- [Page]
______________________________
Tuesday, June 16, 2009

On Edelman's "On what it means to see"

I previously mentioned Shimon Edelman in my blog and why his ideas are important for the advancement of computer vision. Today I want to post a review of a powerful and potentially influential 2009 piece written by Edelman.

Below is a review of the June 16th, 2009 version of this paper:
Shimon Edelman, On what it means to see, and what we can do about it, in Object Categorization: Computer and Human Vision Perspectives, S. Dickinson, A. Leonardis, B. Schiele, and M. J. Tarr, eds. (Cambridge University Press, 2009, in press). Penultimate draft.

I will refer to the article as OWMS (On What it Means to See).

The goal of Edelman's article is to demonstrate the limitations of conceptual vision (referred to as "seeing as"), criticize the modern computer vision paradigm as being overly conceptual, and show how providing a richer representation of a scene is required for advancing computer vision.

Edelman proposes non-conceptual vision, where categorization isn't forced on an input -- "because the input may best be left altogether uninterpreted in the traditional sense." (OWMS) I have to agree with the author, where abstracting away the image into a conceptual map is not only an impoverished view of the world, but it is not clear whether such a limited representation is useful for other tasks relying on vision (something like the bottom of Figure 1.2 in OWMS or the Figure seen below and taken from my Recognition by Association talk).


Building a Conceptual Map = Abstracting Away





Drawing on insights from the influential Philosopher Wittgenstein, Edelman discusses the difference between "seeing" versus "seeing as." "Seeing as" is the easy-to-formalize map-pixels-to-objects attitude which modern computer vision students are spoon fed from the first day of graduate school -- and precisely the attitude which Edelman attacks in this wonderful article. To explain "seeing" Edelman uses some nice prose from Wittgenstein's Philosophical Investigations; however, instead of repeating the passages Edelman selected, I will complement the discussion with a relevant passage by William James:

The germinal question concerning things brought for the first time before consciousness is not the theoretic "What is that?" but the practical "Who goes there?" or rather, as Horwicz has admirably put it, "What is to be done?" ... In all our discussions about the intelligence of lower animals the only test we use is that of their acting as if for a purpose. (William James in Principles of Psychology, page 941)

"Seeing as" is a non-invertible process that abstracts away visual information to produce a lower dimensional conceptual map (see Figure above), whereas "seeing" provides a richer representation of the input scene. Its not exactly clear what is the best way to operationalize this "seeing" notion in a computer vision system, but the escapability-from-formalization might be one of the subtle points Edelman is trying to make about non-conceptual vision. Quoting Edelman, when "seeing" we are "letting the seething mass of categorization processes that in any purposive visual system vie for the privilege of interpreting the input be the representation of the scene, without allowing any one of them to gain the upper hand." (OWMS) Edelman goes on to criticize "seeing as" because vision systems have to be open-ended in the sense that we cannot specify ahead of time all the tasks that vision will be applied to. According to Edelman, conceptual vision cannot capture the ineffability (or richness) of the human visual experience. Linguistic concepts capture a mere subset of visual experience, and casting the goal of vision as providing a linguistic (or conceptual) interpretation is limited. The sparsity of conceptual understanding is one key limitation of the modern computer vision paradigm. Edelman also criticizes the notion of a "ground-truth" segmentation in computer vision, arguing that a fragmentation of the scene into useful chunks is in the eye of the beholder.
______________________________
- [Complete the following]
1. According to the review, why does Edelman criticize "seeing as"? Answer in one to three sentences.
2. Decide whether each statement agrees with the review, answering yes or no and quoting the words of the review that settle it: (a) The reviewer uses the short name OWMS for Edelman's article. (b) The reviewer repeats the Wittgenstein passages that Edelman selected. (c) "Seeing as" is described as an invertible process.
3. From the review, copy out the part that opens with the words containing "Tuesday, June 16, 2009" and closes with "press). Penultimate draft.".
______________________________
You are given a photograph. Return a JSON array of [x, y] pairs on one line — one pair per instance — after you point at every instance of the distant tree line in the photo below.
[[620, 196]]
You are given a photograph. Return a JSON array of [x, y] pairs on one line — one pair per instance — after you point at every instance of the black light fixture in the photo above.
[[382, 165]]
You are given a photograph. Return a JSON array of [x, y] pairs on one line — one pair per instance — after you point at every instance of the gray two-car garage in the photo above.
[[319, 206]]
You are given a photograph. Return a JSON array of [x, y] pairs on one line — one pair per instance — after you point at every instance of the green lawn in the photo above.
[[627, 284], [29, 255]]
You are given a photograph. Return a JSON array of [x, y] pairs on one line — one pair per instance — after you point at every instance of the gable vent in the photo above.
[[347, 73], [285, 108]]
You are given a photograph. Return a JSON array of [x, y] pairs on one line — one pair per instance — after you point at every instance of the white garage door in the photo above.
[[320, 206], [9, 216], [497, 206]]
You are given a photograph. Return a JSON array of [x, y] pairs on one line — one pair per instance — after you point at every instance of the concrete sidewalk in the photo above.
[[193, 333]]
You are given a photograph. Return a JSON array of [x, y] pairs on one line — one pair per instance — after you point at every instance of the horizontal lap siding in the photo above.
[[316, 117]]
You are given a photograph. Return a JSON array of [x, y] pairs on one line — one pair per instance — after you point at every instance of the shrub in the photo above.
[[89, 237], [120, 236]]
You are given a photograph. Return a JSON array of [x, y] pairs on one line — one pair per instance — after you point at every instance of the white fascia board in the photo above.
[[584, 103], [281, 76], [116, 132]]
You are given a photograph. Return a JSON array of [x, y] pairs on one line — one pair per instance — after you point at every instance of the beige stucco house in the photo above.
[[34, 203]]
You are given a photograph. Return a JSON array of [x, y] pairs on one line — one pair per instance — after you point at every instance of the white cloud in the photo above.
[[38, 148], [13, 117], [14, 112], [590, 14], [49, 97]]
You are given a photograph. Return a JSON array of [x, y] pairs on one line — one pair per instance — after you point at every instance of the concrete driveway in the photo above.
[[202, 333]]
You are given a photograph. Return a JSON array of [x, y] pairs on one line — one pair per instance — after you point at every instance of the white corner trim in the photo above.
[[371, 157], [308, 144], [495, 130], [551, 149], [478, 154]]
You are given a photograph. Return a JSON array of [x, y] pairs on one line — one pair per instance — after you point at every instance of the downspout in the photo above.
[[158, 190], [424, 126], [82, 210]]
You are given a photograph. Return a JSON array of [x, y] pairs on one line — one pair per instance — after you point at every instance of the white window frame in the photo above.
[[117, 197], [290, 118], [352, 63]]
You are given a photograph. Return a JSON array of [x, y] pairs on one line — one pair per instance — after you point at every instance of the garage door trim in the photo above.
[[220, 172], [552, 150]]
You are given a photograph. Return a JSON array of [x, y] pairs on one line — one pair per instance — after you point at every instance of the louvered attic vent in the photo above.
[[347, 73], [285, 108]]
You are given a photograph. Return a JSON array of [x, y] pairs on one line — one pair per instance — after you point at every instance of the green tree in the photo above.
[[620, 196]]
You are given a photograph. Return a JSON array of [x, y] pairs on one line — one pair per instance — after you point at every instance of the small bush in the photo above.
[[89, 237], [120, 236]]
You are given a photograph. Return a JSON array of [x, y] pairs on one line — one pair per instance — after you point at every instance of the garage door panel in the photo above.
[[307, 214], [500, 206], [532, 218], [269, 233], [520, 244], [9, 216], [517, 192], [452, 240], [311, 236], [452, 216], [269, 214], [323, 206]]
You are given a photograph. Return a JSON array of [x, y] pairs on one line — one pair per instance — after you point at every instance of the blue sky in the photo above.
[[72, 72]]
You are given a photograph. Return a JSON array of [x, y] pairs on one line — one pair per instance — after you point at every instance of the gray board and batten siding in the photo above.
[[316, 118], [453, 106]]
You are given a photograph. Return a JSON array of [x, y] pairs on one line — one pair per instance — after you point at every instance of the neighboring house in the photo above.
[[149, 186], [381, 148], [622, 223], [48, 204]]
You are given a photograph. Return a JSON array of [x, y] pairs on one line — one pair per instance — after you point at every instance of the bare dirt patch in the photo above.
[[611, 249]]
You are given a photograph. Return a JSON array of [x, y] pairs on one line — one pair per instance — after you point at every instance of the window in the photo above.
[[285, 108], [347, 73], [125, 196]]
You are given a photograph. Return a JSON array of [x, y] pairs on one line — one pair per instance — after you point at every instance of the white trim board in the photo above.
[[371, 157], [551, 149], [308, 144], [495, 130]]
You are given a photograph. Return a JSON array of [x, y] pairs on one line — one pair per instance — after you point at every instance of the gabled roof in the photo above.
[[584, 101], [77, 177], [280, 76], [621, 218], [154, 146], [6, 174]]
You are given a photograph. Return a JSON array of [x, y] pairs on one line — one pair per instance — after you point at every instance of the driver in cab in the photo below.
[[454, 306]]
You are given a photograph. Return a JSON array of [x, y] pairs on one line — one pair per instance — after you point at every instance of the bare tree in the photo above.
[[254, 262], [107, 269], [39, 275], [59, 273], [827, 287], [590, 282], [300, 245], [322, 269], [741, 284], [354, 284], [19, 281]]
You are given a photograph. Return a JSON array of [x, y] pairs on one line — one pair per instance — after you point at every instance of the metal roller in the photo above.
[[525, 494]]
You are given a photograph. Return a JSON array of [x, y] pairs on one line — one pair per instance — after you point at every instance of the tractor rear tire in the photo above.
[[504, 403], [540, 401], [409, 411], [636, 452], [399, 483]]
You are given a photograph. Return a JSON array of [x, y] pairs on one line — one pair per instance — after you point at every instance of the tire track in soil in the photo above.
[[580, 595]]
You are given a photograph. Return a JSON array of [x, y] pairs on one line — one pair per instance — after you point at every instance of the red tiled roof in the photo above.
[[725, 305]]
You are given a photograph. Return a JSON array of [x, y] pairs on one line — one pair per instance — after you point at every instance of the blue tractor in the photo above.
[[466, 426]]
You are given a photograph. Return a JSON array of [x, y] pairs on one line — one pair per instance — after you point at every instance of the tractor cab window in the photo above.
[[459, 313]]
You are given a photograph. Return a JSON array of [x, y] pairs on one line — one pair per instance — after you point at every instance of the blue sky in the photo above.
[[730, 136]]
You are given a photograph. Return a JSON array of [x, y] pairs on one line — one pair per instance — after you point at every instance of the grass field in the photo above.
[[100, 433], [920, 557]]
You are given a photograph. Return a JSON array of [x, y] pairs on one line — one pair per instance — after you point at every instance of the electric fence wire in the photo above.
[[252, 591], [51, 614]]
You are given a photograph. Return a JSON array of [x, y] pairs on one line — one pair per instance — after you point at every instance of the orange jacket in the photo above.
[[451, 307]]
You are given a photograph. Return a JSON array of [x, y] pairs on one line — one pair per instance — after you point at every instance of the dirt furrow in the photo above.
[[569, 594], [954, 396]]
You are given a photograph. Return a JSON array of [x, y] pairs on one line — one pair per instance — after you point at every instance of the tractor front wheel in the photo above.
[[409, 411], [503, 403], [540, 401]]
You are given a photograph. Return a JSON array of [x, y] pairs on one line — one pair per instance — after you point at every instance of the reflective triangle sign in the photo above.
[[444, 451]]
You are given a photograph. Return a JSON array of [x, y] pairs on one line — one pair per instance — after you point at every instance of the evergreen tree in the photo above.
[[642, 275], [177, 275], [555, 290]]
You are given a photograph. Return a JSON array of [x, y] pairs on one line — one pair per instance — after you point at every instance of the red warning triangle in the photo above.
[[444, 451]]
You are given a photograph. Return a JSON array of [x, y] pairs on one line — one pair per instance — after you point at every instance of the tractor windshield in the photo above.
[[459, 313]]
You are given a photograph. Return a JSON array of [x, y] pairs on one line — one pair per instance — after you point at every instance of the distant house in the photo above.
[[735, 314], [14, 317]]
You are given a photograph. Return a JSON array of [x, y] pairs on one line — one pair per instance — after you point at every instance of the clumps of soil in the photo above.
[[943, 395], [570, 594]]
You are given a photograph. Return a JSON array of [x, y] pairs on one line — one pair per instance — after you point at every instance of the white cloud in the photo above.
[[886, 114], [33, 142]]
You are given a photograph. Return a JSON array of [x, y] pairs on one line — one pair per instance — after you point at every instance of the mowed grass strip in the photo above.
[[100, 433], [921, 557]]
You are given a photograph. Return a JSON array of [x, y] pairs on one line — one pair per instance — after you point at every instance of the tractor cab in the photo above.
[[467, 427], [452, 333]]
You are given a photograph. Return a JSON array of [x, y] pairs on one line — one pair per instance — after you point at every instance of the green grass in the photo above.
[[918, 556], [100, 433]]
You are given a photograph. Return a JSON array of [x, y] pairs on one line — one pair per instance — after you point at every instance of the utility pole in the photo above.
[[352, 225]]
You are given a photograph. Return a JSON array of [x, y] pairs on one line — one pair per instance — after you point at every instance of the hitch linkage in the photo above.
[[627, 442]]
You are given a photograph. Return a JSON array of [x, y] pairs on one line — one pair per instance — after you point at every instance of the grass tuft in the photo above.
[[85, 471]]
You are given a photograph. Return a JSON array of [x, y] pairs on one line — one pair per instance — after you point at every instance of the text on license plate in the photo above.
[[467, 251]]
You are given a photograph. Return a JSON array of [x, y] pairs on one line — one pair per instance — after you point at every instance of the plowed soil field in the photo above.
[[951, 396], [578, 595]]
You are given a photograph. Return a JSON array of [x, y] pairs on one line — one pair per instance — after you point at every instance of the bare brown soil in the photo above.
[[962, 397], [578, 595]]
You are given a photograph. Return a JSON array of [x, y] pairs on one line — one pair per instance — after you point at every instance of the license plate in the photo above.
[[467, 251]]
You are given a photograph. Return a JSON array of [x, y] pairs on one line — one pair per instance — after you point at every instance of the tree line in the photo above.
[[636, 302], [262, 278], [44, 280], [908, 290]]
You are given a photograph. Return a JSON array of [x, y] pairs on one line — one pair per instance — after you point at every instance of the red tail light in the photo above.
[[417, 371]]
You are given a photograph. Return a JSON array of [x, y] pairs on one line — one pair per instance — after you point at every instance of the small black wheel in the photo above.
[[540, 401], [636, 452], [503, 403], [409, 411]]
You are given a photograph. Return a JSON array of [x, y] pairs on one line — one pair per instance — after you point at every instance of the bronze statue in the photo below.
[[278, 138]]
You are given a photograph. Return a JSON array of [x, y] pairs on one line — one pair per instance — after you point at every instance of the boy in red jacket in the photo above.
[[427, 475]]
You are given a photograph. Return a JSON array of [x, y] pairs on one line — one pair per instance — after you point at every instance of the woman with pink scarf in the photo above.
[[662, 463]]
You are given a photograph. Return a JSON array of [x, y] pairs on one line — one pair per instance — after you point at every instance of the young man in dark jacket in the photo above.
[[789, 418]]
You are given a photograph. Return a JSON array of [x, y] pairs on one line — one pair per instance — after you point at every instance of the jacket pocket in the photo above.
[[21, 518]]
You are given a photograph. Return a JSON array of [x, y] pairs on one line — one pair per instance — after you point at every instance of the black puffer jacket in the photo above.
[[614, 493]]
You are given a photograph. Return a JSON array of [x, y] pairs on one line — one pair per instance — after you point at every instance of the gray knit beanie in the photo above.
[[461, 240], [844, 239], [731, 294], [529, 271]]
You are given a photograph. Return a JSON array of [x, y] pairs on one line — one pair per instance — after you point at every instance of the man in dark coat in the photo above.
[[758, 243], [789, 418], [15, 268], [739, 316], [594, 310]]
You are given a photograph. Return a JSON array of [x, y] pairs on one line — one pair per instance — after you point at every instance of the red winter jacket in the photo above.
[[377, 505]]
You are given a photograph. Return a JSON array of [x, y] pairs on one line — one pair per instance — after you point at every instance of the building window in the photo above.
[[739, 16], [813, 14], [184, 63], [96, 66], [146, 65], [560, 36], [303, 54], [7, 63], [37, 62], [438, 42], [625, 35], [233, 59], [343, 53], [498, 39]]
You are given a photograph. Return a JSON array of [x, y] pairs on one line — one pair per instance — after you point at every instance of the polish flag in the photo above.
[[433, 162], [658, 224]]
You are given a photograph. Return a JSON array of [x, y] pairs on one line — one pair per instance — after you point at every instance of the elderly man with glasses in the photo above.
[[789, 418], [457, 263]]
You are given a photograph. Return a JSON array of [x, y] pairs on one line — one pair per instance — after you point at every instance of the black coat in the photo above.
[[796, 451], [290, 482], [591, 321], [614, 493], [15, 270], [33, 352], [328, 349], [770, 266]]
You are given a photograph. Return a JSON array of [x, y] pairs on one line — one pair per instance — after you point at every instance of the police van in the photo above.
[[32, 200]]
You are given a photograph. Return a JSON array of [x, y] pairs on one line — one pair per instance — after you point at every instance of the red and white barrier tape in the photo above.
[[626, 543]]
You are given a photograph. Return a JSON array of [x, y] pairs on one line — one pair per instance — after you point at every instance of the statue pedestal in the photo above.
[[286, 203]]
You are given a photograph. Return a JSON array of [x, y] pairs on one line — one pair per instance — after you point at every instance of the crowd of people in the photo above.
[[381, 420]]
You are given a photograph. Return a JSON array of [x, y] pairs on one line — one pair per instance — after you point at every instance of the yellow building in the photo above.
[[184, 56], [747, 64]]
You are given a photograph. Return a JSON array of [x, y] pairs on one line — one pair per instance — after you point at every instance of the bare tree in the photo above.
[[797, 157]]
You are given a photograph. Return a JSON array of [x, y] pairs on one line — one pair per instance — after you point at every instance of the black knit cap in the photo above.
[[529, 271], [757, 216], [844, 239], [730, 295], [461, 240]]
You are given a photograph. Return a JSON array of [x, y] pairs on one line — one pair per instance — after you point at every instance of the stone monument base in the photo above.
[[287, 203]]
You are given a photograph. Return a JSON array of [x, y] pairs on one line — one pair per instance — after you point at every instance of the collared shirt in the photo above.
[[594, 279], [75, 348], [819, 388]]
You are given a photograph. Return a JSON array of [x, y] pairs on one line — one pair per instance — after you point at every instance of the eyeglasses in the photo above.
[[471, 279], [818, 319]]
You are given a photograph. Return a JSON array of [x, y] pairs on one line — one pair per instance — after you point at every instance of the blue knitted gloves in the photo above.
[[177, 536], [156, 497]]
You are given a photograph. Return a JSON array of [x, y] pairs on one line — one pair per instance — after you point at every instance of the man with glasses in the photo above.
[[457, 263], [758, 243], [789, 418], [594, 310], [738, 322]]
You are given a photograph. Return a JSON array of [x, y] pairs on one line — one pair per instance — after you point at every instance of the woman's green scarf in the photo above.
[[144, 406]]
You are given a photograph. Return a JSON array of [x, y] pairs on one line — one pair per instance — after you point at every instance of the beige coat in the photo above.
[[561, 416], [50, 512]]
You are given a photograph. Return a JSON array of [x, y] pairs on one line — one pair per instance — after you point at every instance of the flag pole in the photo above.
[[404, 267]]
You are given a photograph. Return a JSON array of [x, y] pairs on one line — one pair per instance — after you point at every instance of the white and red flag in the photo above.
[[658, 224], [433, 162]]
______________________________
- [Expected results]
1. He criticizes it because vision systems have to be open-ended: we cannot specify ahead of time all the tasks that vision will be applied to.

2.
(a) Yes: "I will refer to the article as OWMS (On What it Means to See)."
(b) No: "instead of repeating the passages Edelman selected, I will complement the discussion with a relevant passage by William James"
(c) No: ""Seeing as" is a non-invertible process"

3.
Tuesday, June 16, 2009

On Edelman's "On what it means to see"

I previously mentioned Shimon Edelman in my blog and why his ideas are important for the advancement of computer vision. Today I want to post a review of a powerful and potentially influential 2009 piece written by Edelman.

Below is a review of the June 16th, 2009 version of this paper:
Shimon Edelman, On what it means to see, and what we can do about it, in Object Categorization: Computer and Human Vision Perspectives, S. Dickinson, A. Leonardis, B. Schiele, and M. J. Tarr, eds. (Cambridge University Press, 2009, in press). Penultimate draft.